- Required work -
Show each line from the items below that contains the string "green", copied unchanged.
[Begin Dataset]
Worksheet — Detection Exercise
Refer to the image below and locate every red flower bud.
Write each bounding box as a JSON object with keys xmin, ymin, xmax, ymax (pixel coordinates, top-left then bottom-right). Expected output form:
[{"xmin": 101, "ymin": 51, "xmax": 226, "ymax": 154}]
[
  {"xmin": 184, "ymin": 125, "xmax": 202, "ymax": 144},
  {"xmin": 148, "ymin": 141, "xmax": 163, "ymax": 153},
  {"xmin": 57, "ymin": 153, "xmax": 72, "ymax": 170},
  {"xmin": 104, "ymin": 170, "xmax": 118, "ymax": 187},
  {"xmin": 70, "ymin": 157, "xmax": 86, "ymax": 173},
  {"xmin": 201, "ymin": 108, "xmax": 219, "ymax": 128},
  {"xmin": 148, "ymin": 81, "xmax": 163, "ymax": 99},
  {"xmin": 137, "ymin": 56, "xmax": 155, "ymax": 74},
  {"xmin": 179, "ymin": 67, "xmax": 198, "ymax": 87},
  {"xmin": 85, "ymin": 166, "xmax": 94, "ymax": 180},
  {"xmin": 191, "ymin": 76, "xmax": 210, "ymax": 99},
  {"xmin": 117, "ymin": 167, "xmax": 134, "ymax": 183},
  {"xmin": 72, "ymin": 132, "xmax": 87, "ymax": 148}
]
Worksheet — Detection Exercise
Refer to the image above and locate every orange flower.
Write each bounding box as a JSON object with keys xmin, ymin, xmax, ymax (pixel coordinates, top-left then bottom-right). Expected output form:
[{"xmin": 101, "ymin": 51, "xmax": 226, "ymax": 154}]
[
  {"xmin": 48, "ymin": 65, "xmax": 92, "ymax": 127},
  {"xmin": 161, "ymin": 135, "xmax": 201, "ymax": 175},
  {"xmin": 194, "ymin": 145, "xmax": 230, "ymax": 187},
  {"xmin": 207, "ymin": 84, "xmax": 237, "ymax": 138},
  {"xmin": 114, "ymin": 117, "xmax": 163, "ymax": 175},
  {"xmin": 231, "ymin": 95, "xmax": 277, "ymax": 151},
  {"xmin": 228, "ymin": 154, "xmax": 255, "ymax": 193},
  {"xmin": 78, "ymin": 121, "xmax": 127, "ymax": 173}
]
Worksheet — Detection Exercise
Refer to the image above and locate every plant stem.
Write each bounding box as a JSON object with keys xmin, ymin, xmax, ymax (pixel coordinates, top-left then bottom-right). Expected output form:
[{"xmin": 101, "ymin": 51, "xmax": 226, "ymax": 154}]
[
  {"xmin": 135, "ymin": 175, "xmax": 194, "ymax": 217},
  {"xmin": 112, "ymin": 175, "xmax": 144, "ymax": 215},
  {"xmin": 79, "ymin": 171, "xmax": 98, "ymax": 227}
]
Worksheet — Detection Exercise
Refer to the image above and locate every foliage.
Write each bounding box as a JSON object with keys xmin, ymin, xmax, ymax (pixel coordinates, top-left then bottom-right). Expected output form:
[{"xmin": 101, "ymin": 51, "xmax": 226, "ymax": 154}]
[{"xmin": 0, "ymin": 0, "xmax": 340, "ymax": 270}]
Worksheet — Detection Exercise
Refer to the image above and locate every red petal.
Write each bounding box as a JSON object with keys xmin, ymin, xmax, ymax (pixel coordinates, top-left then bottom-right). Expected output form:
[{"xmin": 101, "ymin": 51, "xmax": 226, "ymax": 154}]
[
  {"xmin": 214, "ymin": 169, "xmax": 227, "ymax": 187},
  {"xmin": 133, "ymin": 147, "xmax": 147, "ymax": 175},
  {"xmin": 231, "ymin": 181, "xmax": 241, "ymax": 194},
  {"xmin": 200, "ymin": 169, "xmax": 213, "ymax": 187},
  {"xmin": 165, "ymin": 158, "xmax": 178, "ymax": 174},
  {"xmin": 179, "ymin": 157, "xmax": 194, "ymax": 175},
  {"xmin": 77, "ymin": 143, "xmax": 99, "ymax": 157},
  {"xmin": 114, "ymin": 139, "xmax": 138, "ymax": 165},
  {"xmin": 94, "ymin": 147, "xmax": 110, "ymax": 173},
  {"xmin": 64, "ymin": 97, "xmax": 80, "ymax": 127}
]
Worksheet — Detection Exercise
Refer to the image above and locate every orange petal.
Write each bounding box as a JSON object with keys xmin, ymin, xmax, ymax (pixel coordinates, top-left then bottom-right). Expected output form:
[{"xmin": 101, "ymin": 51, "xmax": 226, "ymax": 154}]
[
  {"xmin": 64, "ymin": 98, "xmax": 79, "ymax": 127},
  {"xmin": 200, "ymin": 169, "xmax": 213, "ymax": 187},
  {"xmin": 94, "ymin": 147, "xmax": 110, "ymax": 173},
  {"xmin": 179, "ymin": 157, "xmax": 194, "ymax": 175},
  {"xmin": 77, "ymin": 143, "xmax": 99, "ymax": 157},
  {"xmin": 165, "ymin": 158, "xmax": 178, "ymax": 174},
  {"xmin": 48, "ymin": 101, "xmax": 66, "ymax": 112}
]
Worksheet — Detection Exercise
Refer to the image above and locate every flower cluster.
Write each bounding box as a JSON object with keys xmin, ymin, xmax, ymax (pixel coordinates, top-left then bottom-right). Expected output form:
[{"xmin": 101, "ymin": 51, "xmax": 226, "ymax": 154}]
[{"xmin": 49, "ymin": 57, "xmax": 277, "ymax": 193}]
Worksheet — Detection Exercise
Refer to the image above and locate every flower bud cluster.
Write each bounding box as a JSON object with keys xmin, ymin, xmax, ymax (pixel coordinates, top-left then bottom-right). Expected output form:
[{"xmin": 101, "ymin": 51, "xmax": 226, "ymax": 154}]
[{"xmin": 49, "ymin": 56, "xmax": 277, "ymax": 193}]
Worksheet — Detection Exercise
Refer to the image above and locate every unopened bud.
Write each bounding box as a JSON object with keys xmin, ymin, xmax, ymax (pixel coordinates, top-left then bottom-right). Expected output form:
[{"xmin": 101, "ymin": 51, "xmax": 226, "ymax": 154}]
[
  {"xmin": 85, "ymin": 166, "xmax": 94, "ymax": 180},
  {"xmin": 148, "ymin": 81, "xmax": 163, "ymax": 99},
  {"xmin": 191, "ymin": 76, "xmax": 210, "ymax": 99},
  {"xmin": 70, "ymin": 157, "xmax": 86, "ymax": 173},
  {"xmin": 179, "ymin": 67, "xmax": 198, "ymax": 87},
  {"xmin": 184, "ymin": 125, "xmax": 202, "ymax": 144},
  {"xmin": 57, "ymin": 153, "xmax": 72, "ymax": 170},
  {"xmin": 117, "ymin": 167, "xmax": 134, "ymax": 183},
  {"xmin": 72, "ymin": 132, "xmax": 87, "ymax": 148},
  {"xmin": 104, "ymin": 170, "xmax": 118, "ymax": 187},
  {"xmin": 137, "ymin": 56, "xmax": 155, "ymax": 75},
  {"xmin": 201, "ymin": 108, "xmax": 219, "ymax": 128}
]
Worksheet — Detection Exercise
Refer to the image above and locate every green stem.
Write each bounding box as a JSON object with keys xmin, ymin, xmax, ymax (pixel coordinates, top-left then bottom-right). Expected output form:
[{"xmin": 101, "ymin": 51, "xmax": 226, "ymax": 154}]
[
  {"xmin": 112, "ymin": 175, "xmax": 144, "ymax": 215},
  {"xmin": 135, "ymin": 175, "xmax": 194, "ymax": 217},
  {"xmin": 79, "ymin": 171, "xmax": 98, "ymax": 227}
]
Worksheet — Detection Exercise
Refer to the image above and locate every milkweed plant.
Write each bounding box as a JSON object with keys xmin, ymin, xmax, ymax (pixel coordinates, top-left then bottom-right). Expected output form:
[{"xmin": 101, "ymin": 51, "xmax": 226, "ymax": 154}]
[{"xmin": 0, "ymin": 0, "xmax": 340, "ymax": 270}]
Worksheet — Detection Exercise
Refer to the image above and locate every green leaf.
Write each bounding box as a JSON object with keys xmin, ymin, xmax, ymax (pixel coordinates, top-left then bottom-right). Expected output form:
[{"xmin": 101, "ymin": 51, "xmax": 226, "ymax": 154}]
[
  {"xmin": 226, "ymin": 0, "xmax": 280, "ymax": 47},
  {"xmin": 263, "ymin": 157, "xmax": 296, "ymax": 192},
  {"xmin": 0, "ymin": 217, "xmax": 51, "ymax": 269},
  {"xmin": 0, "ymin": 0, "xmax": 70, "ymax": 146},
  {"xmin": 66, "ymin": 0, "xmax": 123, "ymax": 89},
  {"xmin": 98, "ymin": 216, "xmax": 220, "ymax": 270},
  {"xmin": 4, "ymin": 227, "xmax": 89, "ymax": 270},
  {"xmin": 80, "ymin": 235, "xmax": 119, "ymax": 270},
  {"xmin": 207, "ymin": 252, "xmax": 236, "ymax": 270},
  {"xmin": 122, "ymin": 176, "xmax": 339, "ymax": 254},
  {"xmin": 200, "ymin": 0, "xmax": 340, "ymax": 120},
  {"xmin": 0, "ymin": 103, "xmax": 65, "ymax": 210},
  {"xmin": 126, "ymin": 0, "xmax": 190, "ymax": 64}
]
[End Dataset]
- Reply -
Refer to the image above and locate every green stem.
Refer to the image above and locate every green leaf.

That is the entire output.